__STATED PROBLEM__. Convert every line of the data below into a JSON list of strings, one string per line, and leave out any blank lines.

Start of RECORDS PROVIDED

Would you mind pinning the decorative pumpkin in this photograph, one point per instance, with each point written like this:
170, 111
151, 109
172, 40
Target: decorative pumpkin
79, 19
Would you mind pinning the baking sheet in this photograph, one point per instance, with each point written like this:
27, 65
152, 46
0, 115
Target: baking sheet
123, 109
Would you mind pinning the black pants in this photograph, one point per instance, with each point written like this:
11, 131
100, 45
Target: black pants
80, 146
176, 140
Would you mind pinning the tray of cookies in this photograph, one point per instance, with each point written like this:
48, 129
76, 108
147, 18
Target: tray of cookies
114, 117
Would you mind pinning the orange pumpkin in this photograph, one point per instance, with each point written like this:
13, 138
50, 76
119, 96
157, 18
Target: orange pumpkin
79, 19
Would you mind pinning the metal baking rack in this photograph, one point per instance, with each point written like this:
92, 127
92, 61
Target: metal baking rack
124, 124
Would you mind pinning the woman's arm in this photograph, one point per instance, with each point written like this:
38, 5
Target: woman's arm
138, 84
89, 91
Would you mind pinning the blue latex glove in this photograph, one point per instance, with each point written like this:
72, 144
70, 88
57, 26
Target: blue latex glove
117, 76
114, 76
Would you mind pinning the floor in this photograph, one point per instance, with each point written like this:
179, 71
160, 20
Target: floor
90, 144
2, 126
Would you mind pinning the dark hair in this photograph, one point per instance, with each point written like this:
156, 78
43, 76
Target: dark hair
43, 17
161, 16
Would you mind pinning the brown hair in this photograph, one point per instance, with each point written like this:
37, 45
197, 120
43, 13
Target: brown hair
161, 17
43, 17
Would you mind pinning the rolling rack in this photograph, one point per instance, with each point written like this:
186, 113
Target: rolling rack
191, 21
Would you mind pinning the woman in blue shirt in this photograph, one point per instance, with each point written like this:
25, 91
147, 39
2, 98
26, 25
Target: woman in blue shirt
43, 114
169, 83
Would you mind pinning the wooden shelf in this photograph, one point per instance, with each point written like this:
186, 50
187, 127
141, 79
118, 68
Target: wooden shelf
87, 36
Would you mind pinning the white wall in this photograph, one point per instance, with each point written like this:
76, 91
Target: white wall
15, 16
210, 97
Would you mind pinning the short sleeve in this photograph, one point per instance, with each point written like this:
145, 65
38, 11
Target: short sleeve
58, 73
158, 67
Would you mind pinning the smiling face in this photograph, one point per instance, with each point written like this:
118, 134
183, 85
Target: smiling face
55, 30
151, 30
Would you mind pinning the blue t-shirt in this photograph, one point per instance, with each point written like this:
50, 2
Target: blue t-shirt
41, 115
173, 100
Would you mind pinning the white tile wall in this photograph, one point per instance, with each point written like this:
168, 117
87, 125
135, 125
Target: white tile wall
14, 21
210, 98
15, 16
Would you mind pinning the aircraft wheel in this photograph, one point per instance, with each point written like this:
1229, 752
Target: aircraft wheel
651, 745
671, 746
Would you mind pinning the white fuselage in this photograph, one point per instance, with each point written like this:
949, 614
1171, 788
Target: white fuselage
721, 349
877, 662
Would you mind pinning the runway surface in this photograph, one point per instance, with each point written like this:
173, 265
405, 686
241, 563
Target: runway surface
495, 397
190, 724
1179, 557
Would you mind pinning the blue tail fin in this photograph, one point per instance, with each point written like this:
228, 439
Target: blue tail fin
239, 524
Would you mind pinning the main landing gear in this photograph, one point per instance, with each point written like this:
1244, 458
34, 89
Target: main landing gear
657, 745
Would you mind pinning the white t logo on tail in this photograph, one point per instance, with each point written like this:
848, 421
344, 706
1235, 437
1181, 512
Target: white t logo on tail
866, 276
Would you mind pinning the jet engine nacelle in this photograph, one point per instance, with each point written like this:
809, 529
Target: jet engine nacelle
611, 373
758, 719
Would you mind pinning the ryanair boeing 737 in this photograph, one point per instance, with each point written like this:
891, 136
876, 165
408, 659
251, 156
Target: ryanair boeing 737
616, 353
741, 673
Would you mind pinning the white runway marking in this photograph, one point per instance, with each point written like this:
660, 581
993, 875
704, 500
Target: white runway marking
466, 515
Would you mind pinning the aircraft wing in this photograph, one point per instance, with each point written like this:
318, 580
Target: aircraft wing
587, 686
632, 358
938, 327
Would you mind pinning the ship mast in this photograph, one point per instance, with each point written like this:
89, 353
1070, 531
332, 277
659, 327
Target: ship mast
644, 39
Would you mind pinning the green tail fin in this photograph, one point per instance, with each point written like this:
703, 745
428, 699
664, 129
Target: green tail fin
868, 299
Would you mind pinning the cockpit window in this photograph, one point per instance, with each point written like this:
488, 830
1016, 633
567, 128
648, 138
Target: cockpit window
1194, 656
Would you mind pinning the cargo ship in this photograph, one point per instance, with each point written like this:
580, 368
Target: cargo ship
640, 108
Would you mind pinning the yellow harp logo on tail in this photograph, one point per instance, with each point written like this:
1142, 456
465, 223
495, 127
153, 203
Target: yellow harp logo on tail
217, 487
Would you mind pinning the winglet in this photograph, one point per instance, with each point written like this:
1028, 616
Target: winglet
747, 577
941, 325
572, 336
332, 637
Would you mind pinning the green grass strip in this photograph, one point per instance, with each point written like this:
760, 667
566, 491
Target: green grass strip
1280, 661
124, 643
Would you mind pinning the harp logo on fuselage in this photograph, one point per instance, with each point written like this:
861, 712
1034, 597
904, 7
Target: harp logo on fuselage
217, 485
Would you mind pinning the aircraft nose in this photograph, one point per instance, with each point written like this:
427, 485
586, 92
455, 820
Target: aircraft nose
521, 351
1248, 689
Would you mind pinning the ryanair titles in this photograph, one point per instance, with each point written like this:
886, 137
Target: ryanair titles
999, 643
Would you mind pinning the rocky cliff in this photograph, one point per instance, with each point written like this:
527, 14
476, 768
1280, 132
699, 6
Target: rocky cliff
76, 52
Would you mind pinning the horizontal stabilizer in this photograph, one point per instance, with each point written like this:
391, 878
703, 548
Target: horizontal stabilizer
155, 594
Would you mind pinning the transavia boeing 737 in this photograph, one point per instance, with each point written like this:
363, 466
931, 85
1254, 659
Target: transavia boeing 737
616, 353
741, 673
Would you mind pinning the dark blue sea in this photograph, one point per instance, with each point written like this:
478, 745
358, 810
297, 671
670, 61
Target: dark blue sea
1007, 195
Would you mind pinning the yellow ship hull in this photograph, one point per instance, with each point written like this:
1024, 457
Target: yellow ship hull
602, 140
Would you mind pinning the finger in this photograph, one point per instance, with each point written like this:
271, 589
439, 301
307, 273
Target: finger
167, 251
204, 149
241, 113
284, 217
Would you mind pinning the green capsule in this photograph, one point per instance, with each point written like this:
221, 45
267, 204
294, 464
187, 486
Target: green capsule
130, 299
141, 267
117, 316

End of RECORDS PROVIDED

__ANSWER TO THIS TASK__.
[
  "Would you mind pinning the decorative pumpkin in this photograph, one point per instance, with each point written like this:",
  "170, 111",
  "151, 109",
  "172, 40",
  "Target: decorative pumpkin",
  "79, 19",
  "Would you mind pinning the baking sheet in this photograph, one point per instance, with each point written like this:",
  "27, 65",
  "152, 46",
  "0, 115",
  "Target: baking sheet",
  "123, 109",
  "Would you mind pinning the black pants in this photograph, one point per instance, with each point written like this:",
  "11, 131",
  "100, 45",
  "Target: black pants",
  "80, 146",
  "176, 140",
  "Would you mind pinning the tray of cookies in this photograph, one point per instance, with each point written like this:",
  "48, 129",
  "76, 108",
  "147, 18",
  "Target: tray of cookies",
  "114, 117",
  "Would you mind pinning the orange pumpkin in this photograph, one point per instance, with each point written like this:",
  "13, 138",
  "50, 76",
  "119, 96",
  "157, 18",
  "Target: orange pumpkin",
  "79, 19",
  "Would you mind pinning the metal baking rack in this photograph, one point per instance, with each point written like this:",
  "92, 127",
  "92, 61",
  "Target: metal baking rack",
  "124, 124",
  "Would you mind pinning the woman's arm in this photograph, one point per instance, with each point written like this:",
  "38, 5",
  "Target: woman's arm",
  "138, 84",
  "89, 91",
  "Would you mind pinning the blue latex glove in this photograph, one point per instance, with each point written like this:",
  "72, 144",
  "70, 88",
  "57, 26",
  "Target: blue latex glove",
  "117, 76",
  "114, 76",
  "Would you mind pinning the floor in this photograph, one point per instance, with each point written like this:",
  "179, 71",
  "160, 20",
  "Target: floor",
  "90, 144",
  "2, 126",
  "Would you mind pinning the dark hair in this photograph, one point per instance, with each point written like this:",
  "156, 78",
  "43, 76",
  "Target: dark hair",
  "43, 17",
  "161, 16",
  "Would you mind pinning the brown hair in this photograph, one point per instance, with each point written like this:",
  "37, 45",
  "197, 120",
  "43, 13",
  "Target: brown hair",
  "161, 17",
  "43, 17",
  "Would you mind pinning the rolling rack in this photograph, one point per instance, with each point written like this:",
  "186, 113",
  "Target: rolling rack",
  "191, 21",
  "Would you mind pinning the woman in blue shirt in this photograph, one point per instance, with each point written like this:",
  "25, 91",
  "147, 39",
  "2, 98",
  "26, 25",
  "Target: woman in blue shirt",
  "43, 114",
  "169, 83",
  "Would you mind pinning the wooden shelf in this photograph, one point per instance, with each point written like this:",
  "186, 50",
  "187, 127",
  "141, 79",
  "118, 68",
  "Target: wooden shelf",
  "87, 36",
  "Would you mind pinning the white wall in this photograph, one point per instance, with each point written like this:",
  "76, 91",
  "Target: white wall",
  "15, 16",
  "210, 97",
  "Would you mind pinning the short sleeve in this photograph, one point per instance, with each point written like this:",
  "145, 65",
  "38, 11",
  "Target: short sleeve",
  "58, 73",
  "158, 67",
  "Would you mind pinning the smiling face in this photograph, one point per instance, with each point written like this:",
  "118, 134",
  "183, 85",
  "Target: smiling face",
  "55, 30",
  "151, 30",
  "Would you mind pinning the blue t-shirt in this photograph, one point per instance, with each point written like this:",
  "50, 2",
  "Target: blue t-shirt",
  "41, 115",
  "173, 100",
  "Would you mind pinning the white tile wall in this photograph, one point per instance, with each point written like this:",
  "168, 117",
  "87, 125",
  "135, 125",
  "Target: white tile wall",
  "14, 21",
  "210, 98",
  "15, 16",
  "Would you mind pinning the aircraft wheel in this photograph, one point per instance, with each point written like this:",
  "1229, 752",
  "Target: aircraft wheel",
  "651, 745",
  "671, 746",
  "Would you mind pinning the white fuselage in this photograph, one point per instance, with each point written like this:",
  "949, 614",
  "1171, 788",
  "Target: white fuselage",
  "721, 349",
  "877, 662",
  "Would you mind pinning the runway surface in this photograph, one point per instance, with each point written like this:",
  "173, 265",
  "405, 686",
  "241, 563",
  "Target: runway surface",
  "495, 397",
  "190, 724",
  "1179, 557",
  "Would you mind pinning the blue tail fin in this photograph, one point per instance, with each point written like this:",
  "228, 439",
  "Target: blue tail fin",
  "239, 524",
  "Would you mind pinning the main landing gear in this photograph, one point per instance, with each point written like this:",
  "1244, 458",
  "34, 89",
  "Target: main landing gear",
  "657, 745",
  "Would you mind pinning the white t logo on tail in this photograph, one point per instance, with each point written like this:",
  "848, 421",
  "344, 706",
  "1235, 437",
  "1181, 512",
  "Target: white t logo on tail",
  "866, 276",
  "Would you mind pinning the jet engine nacelle in this photograph, one point per instance, with each point written like this:",
  "809, 529",
  "Target: jet engine nacelle",
  "611, 373",
  "758, 719",
  "Would you mind pinning the ryanair boeing 737 in this photograph, one point per instance, with each point written like this:",
  "891, 136",
  "876, 165",
  "408, 659",
  "251, 156",
  "Target: ryanair boeing 737",
  "616, 353",
  "741, 673",
  "Would you mind pinning the white runway marking in this photograph, one point per instance, with each point written like this:",
  "660, 581",
  "993, 875",
  "704, 500",
  "Target: white runway marking",
  "466, 515",
  "Would you mind pinning the aircraft wing in this photograph, one point per instance, with each point written like this:",
  "318, 580",
  "Target: aircraft wing",
  "587, 686",
  "632, 358",
  "938, 327",
  "Would you mind pinning the ship mast in this photograph, one point per instance, with each point written like this:",
  "89, 353",
  "1070, 531",
  "332, 277",
  "659, 327",
  "Target: ship mast",
  "644, 39",
  "Would you mind pinning the green tail fin in this photograph, one point per instance, with each point written like this:",
  "703, 745",
  "428, 699",
  "664, 129",
  "Target: green tail fin",
  "868, 299",
  "Would you mind pinning the cockpit window in this photograph, one point per instance, with each point written like this:",
  "488, 830",
  "1016, 633",
  "567, 128",
  "648, 138",
  "Target: cockpit window",
  "1194, 656",
  "Would you mind pinning the cargo ship in this photograph, one point per instance, with each point written like this:",
  "580, 368",
  "Target: cargo ship",
  "640, 108",
  "Would you mind pinning the yellow harp logo on tail in this photograph, one point per instance, with each point written like this:",
  "1142, 456",
  "465, 223",
  "495, 127",
  "153, 203",
  "Target: yellow harp logo on tail",
  "217, 487",
  "Would you mind pinning the winglet in this photograph, one point per instance, with each point written like this:",
  "1028, 616",
  "Target: winglet",
  "747, 577",
  "941, 325",
  "572, 336",
  "332, 637",
  "Would you mind pinning the green grass strip in this photograph, one point per instance, with each point written like this:",
  "760, 667",
  "566, 491",
  "Target: green grass strip",
  "1280, 661",
  "124, 643",
  "Would you mind pinning the harp logo on fuselage in this photograph, one point per instance, with each point written like this:",
  "861, 712",
  "1034, 597",
  "904, 7",
  "Target: harp logo on fuselage",
  "217, 485",
  "Would you mind pinning the aircraft nose in this photograph, one point per instance, with each point written like this:",
  "427, 485",
  "586, 92",
  "455, 820",
  "Target: aircraft nose",
  "521, 351",
  "1248, 689",
  "Would you mind pinning the ryanair titles in this photograph, one point per instance, with each point written like this:",
  "886, 137",
  "Target: ryanair titles",
  "999, 643",
  "Would you mind pinning the rocky cliff in this photograph, one point per instance, with each point written like this:",
  "527, 14",
  "476, 768",
  "1280, 132",
  "699, 6",
  "Target: rocky cliff",
  "76, 52",
  "Would you mind pinning the horizontal stabilizer in this photograph, one point per instance, with each point written like this:",
  "391, 878",
  "703, 548",
  "Target: horizontal stabilizer",
  "155, 594",
  "Would you mind pinning the transavia boeing 737 in this photograph, one point per instance, with each point written like this:",
  "363, 466",
  "931, 85",
  "1254, 659",
  "Target: transavia boeing 737",
  "616, 353",
  "741, 673",
  "Would you mind pinning the dark blue sea in this photograph, one point per instance, with each point written like this:",
  "478, 745",
  "358, 810",
  "297, 671",
  "670, 61",
  "Target: dark blue sea",
  "1007, 195",
  "Would you mind pinning the yellow ship hull in this photograph, one point per instance, with each point written like this:",
  "1024, 457",
  "Target: yellow ship hull",
  "602, 140",
  "Would you mind pinning the finger in this photograph, one point per instance, with each point written like this:",
  "271, 589",
  "439, 301",
  "307, 273",
  "Target: finger",
  "167, 251",
  "204, 149",
  "241, 113",
  "284, 217",
  "Would you mind pinning the green capsule in this photograph, one point per instance, with each point written like this:",
  "221, 45",
  "267, 204",
  "294, 464",
  "187, 486",
  "Target: green capsule",
  "130, 299",
  "141, 267",
  "117, 316"
]